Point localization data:
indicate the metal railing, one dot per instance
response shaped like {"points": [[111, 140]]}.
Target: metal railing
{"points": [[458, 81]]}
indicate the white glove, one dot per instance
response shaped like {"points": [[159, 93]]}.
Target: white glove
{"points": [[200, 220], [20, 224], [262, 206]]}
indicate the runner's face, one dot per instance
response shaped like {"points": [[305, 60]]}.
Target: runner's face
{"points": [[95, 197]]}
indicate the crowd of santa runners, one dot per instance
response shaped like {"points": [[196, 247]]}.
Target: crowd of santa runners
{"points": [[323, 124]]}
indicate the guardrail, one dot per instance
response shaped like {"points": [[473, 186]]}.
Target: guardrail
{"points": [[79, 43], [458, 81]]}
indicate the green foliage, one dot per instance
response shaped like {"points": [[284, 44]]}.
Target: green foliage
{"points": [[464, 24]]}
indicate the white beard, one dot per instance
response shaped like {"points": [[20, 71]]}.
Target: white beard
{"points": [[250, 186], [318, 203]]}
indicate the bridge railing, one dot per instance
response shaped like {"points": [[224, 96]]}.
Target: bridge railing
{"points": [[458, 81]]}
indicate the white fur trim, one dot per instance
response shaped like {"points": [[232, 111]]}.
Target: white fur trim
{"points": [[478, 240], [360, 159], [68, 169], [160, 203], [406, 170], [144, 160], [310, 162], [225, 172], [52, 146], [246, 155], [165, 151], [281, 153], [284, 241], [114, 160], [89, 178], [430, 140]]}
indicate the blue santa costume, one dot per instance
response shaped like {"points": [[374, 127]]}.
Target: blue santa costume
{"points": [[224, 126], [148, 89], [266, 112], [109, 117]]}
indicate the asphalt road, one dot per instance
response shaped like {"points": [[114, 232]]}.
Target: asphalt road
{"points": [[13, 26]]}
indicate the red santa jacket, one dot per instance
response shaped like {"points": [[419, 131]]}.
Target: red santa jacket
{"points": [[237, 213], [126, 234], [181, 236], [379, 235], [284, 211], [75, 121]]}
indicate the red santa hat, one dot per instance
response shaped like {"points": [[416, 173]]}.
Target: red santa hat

* [TASK TO CARRY OUT]
Your task is to give the records above again, exactly.

* [YOUR SOLUTION]
indicate the metal railing, one dot per instance
response shaped like {"points": [[111, 140]]}.
Target: metal railing
{"points": [[458, 81]]}
indicate the white glove, one dot per instance
response shaped like {"points": [[159, 93]]}.
Target: white glove
{"points": [[200, 220], [20, 224], [262, 206]]}
indicate the runner's face, one dot per instance
response shaped like {"points": [[305, 60]]}.
Target: runner's face
{"points": [[95, 197]]}
indicate the crowd of santa runners, one dot per instance
response shaped like {"points": [[196, 247]]}.
Target: crowd of santa runners
{"points": [[323, 124]]}
indicate the guardrail, one dot per instance
response shaped like {"points": [[473, 186]]}.
Target: guardrail
{"points": [[79, 43], [458, 81]]}
indicate the green foliage, one dot per instance
response shaped like {"points": [[284, 44]]}.
Target: green foliage
{"points": [[464, 24]]}
indicate the white beard, one dot per instance
response shaped like {"points": [[20, 71]]}.
Target: white beard
{"points": [[250, 186], [318, 203]]}
indicate the bridge railing, one dot per instance
response shaped like {"points": [[224, 96]]}.
Target: bridge railing
{"points": [[458, 81]]}
indicate the white fur trim, one dot per instance
response shaped like {"points": [[232, 111]]}.
Target: white fur trim
{"points": [[478, 240], [360, 159], [68, 169], [160, 203], [406, 170], [144, 160], [310, 162], [225, 172], [52, 146], [246, 155], [165, 151], [281, 153], [284, 241], [114, 160], [89, 178], [430, 140]]}
indicate the blue santa costume, one dot per instance
response shaped like {"points": [[374, 127]]}.
Target: blue santa costume
{"points": [[224, 126], [148, 89], [266, 112], [109, 117]]}
indicate the asphalt road, one dot per instance
response shaped like {"points": [[114, 232]]}.
Target: asphalt road
{"points": [[13, 26]]}
indicate the red santa jacket, one dot per instance
response shaped like {"points": [[419, 131]]}.
Target: red santa jacket
{"points": [[237, 213], [126, 234], [181, 236], [379, 235], [284, 211], [75, 121]]}
indicate the red santa hat, one dot per instance
response shaped like {"points": [[416, 173]]}.
Target: red santa hat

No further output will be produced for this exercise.